**Aim of the exercise**
Give back all of the records exactly.

Saved entries
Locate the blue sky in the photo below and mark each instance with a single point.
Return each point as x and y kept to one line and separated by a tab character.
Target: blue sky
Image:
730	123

**Response to the task**
Locate the blue sky in the photo below and mark each instance with a single point.
Return each point as x and y kept to one line and separated by a tab character.
Target: blue sky
Image:
730	123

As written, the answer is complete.